PROBLEM TO WORK ON
Nothing but the lines from the one containing "For every instance of the window" through the last line should be written out, please, exactly as they stand.

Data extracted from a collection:

-.-.-

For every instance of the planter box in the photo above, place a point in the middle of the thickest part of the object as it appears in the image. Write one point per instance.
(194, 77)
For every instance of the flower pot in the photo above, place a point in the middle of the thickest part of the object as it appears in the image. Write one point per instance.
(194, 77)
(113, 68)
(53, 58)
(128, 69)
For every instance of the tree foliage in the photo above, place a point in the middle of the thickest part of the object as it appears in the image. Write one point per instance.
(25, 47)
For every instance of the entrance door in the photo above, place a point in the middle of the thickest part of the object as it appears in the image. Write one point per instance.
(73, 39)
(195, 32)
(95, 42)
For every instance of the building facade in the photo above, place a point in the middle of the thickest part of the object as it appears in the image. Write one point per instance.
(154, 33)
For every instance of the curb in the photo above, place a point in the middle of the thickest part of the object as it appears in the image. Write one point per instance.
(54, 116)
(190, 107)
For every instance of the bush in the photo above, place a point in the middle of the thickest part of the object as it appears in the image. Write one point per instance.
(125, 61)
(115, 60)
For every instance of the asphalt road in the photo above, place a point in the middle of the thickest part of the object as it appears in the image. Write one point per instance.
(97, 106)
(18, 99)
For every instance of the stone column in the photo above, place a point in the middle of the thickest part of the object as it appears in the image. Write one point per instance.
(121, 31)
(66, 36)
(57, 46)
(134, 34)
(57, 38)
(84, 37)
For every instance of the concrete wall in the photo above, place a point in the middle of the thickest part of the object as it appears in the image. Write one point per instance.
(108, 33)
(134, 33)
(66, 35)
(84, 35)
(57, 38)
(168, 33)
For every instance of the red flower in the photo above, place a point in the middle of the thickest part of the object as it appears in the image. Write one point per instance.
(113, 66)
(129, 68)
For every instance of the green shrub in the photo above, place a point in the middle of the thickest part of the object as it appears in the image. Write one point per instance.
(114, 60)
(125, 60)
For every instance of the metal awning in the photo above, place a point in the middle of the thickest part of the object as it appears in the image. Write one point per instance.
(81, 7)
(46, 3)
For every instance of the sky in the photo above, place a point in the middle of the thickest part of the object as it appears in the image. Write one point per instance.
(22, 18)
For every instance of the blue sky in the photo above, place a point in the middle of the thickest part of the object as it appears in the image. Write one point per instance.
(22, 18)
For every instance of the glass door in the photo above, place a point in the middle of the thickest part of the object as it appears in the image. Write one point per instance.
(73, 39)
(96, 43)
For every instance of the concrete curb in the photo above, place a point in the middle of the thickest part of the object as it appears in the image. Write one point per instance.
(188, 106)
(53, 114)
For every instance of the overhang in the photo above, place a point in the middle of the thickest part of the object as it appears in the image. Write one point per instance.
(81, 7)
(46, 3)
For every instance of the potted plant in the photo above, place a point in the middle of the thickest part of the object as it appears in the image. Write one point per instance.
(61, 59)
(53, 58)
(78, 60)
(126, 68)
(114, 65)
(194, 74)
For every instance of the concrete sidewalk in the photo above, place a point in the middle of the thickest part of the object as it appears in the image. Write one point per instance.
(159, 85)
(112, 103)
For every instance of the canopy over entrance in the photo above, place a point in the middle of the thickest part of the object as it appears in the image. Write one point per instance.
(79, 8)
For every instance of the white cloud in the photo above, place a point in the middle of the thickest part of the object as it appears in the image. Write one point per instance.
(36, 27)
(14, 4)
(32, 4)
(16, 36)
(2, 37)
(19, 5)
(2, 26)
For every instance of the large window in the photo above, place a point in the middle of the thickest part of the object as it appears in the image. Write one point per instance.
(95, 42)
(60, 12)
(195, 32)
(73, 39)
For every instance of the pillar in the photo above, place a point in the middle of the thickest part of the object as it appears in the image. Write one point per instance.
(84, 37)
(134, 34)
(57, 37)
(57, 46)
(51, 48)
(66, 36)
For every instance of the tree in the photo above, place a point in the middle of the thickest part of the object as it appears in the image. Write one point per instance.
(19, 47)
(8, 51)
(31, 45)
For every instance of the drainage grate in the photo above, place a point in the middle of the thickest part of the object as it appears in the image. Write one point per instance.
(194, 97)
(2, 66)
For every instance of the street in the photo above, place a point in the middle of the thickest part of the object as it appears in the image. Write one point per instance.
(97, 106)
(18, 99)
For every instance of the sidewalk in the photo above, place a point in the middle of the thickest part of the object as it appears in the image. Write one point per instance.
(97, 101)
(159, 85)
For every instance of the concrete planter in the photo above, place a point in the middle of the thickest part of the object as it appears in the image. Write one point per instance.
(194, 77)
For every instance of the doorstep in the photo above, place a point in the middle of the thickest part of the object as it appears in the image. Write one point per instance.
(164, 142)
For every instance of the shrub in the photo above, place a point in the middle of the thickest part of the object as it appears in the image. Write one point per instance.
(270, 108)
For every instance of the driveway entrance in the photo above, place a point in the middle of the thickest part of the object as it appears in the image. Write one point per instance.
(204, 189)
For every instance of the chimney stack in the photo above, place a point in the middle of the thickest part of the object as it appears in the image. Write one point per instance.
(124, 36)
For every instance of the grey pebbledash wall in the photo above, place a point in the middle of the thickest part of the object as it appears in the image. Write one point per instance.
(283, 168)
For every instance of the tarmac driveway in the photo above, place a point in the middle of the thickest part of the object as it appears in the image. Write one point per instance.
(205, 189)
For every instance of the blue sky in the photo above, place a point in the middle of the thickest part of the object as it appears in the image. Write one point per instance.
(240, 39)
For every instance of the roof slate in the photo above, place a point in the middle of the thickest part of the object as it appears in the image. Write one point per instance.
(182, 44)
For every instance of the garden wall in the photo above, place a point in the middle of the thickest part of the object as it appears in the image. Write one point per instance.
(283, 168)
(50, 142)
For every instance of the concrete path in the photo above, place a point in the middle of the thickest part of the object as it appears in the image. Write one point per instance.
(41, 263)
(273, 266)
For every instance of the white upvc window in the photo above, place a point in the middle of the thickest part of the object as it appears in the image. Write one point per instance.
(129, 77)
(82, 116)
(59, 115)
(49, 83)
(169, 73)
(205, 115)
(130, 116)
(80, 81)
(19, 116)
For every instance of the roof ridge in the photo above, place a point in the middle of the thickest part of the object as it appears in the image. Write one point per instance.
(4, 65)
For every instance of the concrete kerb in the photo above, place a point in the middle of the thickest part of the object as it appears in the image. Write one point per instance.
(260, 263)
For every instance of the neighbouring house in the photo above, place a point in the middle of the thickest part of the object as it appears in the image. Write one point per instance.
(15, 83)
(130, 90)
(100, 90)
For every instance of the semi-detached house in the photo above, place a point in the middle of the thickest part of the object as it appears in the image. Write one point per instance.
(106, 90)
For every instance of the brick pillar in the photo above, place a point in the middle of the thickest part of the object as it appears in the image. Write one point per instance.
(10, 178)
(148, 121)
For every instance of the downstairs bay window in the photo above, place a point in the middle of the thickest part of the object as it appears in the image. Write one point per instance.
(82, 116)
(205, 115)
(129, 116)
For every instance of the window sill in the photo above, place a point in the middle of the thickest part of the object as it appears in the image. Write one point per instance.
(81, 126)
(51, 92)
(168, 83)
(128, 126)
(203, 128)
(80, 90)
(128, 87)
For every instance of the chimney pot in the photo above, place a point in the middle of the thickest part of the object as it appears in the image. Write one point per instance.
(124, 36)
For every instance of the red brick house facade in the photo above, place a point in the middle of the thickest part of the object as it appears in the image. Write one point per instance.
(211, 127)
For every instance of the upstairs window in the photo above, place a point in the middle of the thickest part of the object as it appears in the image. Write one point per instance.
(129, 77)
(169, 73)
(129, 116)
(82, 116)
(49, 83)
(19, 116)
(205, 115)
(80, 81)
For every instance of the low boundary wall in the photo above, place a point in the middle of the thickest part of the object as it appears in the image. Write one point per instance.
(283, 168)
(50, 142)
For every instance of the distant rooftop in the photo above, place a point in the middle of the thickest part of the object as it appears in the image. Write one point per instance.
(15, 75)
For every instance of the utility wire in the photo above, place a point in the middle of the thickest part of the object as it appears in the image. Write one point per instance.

-.-.-

RESPONSE TO THE TASK
For every instance of the window sill in the photo above, place a point in the middle of the thickest part of the object as it appears in the image. Write one point per instance.
(81, 126)
(51, 92)
(168, 83)
(128, 126)
(203, 128)
(80, 90)
(128, 87)
For every instance of the chimney pot in the photo above, place a point in the middle of the thickest part of the object as it appears in the image. Write one point per instance.
(124, 36)
For every instance of the red brick house facade in the photo above, place a point in the middle of the thickest part of the object as it appears in the image. Write one point per instance.
(211, 127)
For every instance of the upstairs window in the photo above, place a point in the middle of the thickest part of the object as it appears in the image. Write one point per instance.
(129, 77)
(169, 73)
(129, 116)
(82, 116)
(49, 83)
(19, 116)
(205, 115)
(80, 81)
For every instance of the low boundary wall in the photo above, place a point in the middle of the thickest part of the object as it appears in the image. Write one point per instance.
(283, 168)
(50, 142)
For every instance of the distant rooftop in the photo above, place a point in the middle of the thickest part of the object as it appears in the image. Write one point per instance.
(15, 75)
For every instance of the utility wire in the photo above, place a point in the middle of the thickest part of the object as it appears in the image. Write one point per instance.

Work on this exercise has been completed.